╭─ Materials provided

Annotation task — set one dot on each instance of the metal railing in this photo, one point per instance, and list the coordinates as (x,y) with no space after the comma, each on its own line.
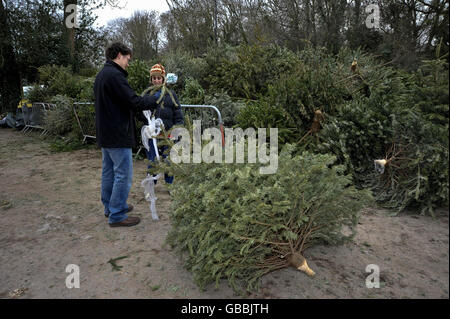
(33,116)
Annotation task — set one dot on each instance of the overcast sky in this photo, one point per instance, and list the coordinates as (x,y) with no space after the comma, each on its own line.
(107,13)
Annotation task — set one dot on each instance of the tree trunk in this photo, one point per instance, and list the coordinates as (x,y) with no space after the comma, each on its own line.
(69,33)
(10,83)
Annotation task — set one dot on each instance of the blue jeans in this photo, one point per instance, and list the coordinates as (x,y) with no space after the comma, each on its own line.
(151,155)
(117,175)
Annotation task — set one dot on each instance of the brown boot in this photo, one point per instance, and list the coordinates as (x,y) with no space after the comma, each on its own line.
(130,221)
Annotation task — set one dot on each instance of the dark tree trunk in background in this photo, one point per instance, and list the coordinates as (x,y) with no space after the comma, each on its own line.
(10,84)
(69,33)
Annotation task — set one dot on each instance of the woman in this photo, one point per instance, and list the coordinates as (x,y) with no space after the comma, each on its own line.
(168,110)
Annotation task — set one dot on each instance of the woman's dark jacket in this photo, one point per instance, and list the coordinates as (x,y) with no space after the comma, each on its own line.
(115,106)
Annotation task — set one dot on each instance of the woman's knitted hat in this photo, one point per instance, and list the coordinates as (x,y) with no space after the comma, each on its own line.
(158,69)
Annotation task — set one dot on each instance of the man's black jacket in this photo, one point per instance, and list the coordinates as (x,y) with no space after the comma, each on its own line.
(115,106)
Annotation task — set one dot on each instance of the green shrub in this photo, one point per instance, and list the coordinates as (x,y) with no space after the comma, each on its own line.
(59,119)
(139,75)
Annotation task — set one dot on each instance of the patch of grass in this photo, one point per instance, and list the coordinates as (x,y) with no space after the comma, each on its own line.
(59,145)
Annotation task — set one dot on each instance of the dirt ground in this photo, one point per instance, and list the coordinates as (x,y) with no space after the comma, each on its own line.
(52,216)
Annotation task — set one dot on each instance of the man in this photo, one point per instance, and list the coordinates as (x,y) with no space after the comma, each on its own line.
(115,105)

╰─
╭─ Materials provided

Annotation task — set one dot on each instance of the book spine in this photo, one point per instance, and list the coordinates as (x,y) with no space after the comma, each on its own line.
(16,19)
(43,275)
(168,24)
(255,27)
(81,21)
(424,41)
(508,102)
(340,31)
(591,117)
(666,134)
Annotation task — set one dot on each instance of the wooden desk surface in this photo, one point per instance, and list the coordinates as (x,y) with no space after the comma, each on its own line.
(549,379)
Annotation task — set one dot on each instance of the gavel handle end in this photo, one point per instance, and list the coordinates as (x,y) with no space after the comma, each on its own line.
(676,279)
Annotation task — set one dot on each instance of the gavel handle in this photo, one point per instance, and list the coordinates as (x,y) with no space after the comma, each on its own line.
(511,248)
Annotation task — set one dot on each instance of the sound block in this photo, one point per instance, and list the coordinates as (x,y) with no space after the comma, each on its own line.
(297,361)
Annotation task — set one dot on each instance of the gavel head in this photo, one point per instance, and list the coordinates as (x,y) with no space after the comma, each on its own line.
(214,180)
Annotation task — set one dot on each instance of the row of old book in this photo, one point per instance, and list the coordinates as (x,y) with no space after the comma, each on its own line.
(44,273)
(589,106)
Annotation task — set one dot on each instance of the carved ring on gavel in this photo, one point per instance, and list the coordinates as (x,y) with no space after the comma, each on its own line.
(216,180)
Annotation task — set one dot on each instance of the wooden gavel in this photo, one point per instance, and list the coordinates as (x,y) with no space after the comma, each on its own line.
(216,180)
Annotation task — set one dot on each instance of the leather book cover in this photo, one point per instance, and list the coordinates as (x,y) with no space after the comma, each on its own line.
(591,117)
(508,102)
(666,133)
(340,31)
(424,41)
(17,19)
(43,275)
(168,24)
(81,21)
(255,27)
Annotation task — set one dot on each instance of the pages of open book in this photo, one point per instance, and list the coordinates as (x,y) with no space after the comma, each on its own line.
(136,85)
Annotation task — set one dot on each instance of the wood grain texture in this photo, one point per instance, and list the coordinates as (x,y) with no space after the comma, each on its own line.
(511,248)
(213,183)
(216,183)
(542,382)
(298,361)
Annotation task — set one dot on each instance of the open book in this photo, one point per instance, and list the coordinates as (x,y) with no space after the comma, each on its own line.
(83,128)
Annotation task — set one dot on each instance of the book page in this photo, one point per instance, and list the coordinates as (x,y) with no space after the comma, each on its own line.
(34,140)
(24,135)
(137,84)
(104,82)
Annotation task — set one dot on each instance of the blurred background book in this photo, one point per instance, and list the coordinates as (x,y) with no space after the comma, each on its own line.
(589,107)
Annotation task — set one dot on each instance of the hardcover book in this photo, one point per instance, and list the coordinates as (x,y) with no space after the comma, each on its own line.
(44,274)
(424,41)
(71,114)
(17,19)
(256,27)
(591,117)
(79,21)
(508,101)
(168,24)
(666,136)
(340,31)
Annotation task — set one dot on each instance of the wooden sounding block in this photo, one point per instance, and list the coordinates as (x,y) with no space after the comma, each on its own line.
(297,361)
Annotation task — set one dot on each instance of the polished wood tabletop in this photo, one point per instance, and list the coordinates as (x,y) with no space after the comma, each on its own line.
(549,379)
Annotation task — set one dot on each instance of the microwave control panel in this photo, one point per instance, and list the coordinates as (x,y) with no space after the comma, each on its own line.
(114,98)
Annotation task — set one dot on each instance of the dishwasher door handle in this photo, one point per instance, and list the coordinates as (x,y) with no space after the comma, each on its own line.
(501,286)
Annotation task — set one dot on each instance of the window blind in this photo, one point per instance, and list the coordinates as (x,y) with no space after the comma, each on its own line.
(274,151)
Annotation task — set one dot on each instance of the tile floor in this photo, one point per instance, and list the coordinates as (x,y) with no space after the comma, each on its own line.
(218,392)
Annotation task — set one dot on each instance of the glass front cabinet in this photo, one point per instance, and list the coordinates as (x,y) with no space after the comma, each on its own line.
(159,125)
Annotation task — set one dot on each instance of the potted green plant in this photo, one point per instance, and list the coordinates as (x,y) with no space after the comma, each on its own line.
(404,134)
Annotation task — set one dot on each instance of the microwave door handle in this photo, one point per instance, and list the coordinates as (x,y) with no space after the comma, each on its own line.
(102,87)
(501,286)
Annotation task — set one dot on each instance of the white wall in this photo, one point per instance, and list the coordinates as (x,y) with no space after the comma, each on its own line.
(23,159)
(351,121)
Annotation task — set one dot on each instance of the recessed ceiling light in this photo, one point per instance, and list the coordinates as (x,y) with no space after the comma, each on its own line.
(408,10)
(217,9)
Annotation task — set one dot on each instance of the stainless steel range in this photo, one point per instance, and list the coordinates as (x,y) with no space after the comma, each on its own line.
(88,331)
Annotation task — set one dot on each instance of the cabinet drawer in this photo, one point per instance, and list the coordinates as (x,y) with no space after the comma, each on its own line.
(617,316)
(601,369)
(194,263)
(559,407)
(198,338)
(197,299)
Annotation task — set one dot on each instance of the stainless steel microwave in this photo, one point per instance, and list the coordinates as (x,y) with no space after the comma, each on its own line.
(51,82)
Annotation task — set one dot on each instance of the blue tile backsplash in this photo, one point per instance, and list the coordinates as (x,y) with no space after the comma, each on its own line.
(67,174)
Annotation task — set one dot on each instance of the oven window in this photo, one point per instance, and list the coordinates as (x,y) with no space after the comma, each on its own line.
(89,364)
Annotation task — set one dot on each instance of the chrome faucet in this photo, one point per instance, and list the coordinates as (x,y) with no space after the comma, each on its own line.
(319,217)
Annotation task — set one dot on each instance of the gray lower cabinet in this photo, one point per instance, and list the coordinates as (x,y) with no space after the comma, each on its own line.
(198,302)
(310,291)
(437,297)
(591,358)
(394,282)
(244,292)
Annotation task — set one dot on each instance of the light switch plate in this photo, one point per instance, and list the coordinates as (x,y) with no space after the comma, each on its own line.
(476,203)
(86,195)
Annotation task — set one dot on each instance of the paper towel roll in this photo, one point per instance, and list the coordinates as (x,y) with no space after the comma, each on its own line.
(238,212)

╰─

### Directions
Give the number of lines in the records above that contain the word "patch", counting only matches in the same case. Reply with the number alone.

### Written reply
1